Williams v. State Legislature of Idaho

SHEPARD, Justice,

dissenting.

The defects of the majority opinion are many. It consigns to oblivion more than 100 years of state and territorial history. It overturns more than 50 years of legislative fiscal responsibility. In my view it is an unconstitutional invasion by the judiciary of the most fundamental legislative process, the power to allocate and appropriate money.

At issue here is a function which has come to be known as “post-audit.” Paraphrasing the language of the New Mexico court in a somewhat analogous case: “Post-audit” is a desirable modern approach by which the legislature designates its own officer to perform a legislative function, i.e., the legislature having appropriated the funds, should have its own official report to it with respect to how the funds are expended. Thompson v. Legislative Audit Commission, 79 N.M. 693, 448 P.2d 799 (1968). I would take judicial notice that the practice is likewise widespread in the private business sector. Corporate stockholders, potential bond purchasers, financial institutions and creditors are not content to rely upon the representations of those who receive and disburse funds and keep books of account, but rather they require experts (usually certified public accountants) to scrutinize and examine the books of account to determine if the financial status is correctly stated, if they correctly reflect the financial transactions, and if the records are kept and maintained according to generally accepted accounting principles.

Such a “post-audit” process is a relatively recent development both in the governmental and the private sector. In the context of Idaho’s history, and this case, the term “post-appropriation examination,” or any of a number of other terms, could have as well been used. Our history demonstrates clearly to me, at least, that during Territorial times, at the time of the adoption of our Constitution, and until the present time, the term “audit” has meant that the State Auditor, upon being presented money claims against the state, ascertained that the claim was valid, was supported by such documentation as he might feel necessary, and that there existed in a designated appropriated fund sufficient monies to pay the claim. Thereafter the State Auditor issued a warrant drawn upon the State Treasurer and the treasury of the State of Idaho, directing that the claim be paid. While agencies and departments of our state government are appropriated funds by the legislature and maintain books of account, they in actuality disburse no funds. The disbursement of funds is only accomplished through the mandated authority and duties of the State Auditor and the State Treasurer. I.C. §§ 67-1011, 67-1201(4). The books of account of any agency or department are maintained in accordance with the requirements specified by the State Auditor, and claims for payment of monies are submitted only on forms prescribed by the State Auditor, together with documentation required by him. I.C. §§ 67-2005, -2010, -2011, -2012.

^^^^^^^^^^^^^^^^

- [Stated exercise 1] Edit the dissenting opinion, starting with "Williams v. State" and going on through "and appropriate money.", and change "majority opinion" to "majority ruling".
- [Stated exercise 2]
Answer these about the dissenting opinion:
(a) Which New Mexico case is cited?
(b) Who do corporate stockholders and creditors usually rely on to examine the books of account?
(c) Through whose authority and duties is the disbursement of state funds accomplished?
You won't need the items that come after this.

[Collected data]
^^^^^^^^^^^^^^^^

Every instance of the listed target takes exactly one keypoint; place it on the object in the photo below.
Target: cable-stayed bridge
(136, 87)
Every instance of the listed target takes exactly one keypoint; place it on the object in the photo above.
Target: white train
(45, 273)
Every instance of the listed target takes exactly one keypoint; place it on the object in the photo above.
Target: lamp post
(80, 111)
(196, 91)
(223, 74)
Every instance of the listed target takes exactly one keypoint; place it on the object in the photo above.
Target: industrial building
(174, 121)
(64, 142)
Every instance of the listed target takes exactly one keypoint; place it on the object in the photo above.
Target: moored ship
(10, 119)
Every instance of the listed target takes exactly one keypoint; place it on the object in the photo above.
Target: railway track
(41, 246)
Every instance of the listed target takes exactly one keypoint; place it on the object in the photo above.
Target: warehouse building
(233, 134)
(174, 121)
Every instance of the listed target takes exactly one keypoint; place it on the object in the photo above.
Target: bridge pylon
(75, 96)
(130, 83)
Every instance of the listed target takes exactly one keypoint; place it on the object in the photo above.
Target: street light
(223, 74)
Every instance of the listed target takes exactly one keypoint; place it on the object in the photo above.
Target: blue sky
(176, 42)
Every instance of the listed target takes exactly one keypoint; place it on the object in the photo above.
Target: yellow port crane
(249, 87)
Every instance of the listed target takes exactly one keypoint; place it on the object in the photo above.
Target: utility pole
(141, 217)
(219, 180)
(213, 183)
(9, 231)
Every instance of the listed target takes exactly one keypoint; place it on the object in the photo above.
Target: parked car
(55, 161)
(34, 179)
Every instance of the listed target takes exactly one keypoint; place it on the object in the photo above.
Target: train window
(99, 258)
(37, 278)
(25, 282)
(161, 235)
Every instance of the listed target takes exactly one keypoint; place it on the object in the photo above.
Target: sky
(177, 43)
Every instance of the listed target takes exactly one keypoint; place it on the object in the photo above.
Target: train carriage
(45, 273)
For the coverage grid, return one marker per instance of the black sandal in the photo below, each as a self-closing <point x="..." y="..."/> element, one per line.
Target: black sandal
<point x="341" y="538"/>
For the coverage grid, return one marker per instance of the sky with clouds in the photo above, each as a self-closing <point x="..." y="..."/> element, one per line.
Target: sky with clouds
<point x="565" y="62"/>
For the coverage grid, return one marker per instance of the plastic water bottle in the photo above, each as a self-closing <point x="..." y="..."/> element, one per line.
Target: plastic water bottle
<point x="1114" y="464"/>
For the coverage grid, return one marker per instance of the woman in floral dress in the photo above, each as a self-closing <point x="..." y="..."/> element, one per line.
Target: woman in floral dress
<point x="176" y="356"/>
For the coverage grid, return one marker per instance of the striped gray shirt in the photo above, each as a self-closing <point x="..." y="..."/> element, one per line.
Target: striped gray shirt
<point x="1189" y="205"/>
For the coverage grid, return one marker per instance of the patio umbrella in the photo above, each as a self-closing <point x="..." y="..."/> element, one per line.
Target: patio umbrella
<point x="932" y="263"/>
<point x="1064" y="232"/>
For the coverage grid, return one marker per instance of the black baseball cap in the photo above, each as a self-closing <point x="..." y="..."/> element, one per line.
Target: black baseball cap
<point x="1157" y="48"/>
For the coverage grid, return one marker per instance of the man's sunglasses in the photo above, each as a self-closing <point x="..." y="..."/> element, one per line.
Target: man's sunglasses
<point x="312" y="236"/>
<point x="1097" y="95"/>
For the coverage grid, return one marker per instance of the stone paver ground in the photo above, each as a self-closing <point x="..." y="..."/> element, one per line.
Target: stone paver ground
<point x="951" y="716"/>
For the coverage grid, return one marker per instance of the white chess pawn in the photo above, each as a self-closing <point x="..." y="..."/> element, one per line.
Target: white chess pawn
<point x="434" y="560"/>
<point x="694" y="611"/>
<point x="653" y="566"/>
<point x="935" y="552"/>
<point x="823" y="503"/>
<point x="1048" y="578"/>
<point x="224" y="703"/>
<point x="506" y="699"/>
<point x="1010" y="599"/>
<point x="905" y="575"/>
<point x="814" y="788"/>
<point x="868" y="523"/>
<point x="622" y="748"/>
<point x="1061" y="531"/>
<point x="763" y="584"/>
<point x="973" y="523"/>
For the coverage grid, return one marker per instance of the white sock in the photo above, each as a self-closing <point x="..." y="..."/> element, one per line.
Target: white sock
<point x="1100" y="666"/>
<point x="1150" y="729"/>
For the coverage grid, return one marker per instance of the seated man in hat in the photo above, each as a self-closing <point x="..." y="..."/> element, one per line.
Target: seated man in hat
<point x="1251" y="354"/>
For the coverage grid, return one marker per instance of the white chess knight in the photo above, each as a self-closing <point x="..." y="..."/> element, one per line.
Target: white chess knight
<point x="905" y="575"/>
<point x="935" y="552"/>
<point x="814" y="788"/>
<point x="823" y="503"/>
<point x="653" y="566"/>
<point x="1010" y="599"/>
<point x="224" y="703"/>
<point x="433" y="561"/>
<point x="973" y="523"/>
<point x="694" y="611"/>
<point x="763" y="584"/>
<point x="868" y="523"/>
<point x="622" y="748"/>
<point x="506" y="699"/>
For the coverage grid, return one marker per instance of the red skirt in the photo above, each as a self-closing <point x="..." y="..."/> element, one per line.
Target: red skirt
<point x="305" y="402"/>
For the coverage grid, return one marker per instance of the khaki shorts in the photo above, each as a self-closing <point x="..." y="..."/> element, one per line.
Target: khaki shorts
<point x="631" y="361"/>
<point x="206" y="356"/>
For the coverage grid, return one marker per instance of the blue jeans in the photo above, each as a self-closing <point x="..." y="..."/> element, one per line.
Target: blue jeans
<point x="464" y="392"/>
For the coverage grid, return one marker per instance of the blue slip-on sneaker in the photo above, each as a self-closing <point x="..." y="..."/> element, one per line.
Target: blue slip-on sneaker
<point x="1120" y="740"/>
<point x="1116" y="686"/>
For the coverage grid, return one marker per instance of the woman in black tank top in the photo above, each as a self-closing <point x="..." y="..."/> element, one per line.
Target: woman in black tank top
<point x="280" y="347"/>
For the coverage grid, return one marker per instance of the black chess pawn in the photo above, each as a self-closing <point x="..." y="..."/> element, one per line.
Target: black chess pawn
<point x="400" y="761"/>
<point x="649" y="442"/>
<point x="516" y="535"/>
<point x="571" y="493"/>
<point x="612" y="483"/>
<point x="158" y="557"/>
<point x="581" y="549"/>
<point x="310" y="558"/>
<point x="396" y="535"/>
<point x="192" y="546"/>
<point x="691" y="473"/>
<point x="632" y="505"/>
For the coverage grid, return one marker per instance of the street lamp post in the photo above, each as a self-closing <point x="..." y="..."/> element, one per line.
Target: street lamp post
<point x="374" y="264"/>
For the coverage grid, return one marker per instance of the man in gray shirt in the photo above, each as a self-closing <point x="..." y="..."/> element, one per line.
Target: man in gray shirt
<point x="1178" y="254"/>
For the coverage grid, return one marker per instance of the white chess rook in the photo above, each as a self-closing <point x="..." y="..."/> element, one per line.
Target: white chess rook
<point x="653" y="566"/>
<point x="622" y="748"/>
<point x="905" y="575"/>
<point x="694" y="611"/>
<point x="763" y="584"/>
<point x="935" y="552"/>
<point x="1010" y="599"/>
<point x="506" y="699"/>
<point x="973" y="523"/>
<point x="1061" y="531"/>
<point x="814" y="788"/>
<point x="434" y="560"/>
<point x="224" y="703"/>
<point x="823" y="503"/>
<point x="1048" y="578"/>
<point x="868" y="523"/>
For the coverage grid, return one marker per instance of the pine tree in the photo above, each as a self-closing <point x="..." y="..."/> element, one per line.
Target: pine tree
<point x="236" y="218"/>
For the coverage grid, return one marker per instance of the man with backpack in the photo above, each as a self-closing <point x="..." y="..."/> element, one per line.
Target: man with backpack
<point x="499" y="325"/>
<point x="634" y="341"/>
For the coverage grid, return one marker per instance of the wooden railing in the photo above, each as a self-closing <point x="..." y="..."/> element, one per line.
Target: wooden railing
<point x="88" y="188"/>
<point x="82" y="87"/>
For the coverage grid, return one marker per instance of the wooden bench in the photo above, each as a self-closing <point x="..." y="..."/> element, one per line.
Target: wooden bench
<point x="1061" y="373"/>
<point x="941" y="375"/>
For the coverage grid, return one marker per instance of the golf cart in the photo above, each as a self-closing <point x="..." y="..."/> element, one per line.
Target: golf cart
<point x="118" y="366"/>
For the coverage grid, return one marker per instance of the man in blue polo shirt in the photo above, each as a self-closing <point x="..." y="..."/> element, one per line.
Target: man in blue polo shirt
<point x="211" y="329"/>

^^^^^^^^^^^^^^^^

- [Answer 1]
Williams v. State Legislature of Idaho

SHEPARD, Justice,

dissenting.

The defects of the majority ruling are many. It consigns to oblivion more than 100 years of state and territorial history. It overturns more than 50 years of legislative fiscal responsibility. In my view it is an unconstitutional invasion by the judiciary of the most fundamental legislative process, the power to allocate and appropriate money.

- [Answer 2]
(a) Thompson v. Legislative Audit Commission, 79 N.M. 693, 448 P.2d 799 (1968).
(b) Experts, usually certified public accountants.
(c) The State Auditor and the State Treasurer.